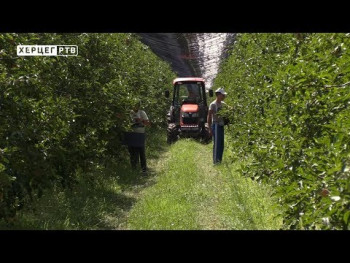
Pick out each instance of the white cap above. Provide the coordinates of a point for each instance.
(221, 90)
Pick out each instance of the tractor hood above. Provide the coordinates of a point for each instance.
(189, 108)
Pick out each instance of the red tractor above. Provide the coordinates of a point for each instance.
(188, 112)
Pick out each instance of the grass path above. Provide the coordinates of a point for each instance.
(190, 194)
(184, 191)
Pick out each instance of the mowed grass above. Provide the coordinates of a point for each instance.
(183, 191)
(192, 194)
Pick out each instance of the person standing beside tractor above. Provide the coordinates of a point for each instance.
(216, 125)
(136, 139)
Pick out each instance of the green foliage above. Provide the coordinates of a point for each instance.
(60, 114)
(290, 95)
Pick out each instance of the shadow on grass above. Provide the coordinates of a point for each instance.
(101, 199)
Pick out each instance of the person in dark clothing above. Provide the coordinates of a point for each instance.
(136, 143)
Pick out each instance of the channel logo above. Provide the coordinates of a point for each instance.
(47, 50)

--

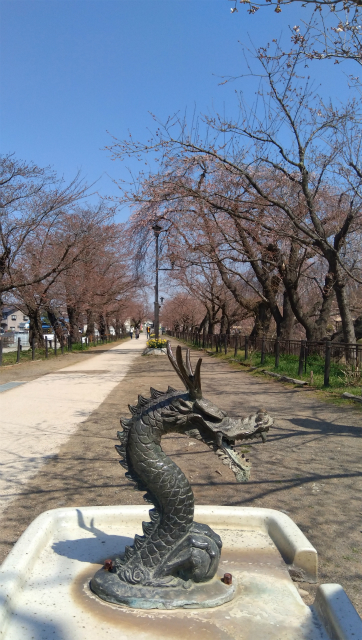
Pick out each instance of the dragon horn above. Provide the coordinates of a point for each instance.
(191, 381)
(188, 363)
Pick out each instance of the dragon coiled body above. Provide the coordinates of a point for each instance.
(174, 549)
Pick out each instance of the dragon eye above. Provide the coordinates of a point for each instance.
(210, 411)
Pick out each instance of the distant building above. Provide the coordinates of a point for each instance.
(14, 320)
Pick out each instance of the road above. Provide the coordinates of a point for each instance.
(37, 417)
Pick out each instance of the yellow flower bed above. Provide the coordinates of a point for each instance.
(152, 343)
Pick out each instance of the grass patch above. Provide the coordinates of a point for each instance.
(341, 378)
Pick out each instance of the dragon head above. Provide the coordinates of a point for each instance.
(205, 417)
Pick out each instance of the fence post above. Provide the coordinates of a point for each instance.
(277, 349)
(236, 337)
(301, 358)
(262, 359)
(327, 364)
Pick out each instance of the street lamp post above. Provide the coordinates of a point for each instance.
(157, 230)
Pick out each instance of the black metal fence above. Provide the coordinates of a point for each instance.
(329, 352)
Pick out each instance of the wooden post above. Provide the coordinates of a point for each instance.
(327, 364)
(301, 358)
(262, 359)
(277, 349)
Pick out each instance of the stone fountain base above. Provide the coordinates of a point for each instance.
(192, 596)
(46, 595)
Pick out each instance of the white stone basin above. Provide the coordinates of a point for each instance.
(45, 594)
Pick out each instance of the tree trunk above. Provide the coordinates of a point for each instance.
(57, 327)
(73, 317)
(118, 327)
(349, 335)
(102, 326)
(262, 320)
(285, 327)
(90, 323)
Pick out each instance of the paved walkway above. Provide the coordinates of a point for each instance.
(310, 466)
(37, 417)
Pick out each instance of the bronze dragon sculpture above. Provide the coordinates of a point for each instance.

--

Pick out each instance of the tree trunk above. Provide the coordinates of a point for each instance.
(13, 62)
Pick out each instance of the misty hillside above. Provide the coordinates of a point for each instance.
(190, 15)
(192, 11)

§ **GOAL**:
Collect and copy every line in the records above that contains the word "post", with matches counting only when the case is the same.

§ **COMPLETED EXERCISE**:
Pick out each instance of the fence post above. Provide the coordinates of a point for each instance.
Pick out each instance of the street lamp post above. Provide the coordinates of a point for each instance.
Pick out each instance of the wooden post above. Provide the coordinates of a point for each instance.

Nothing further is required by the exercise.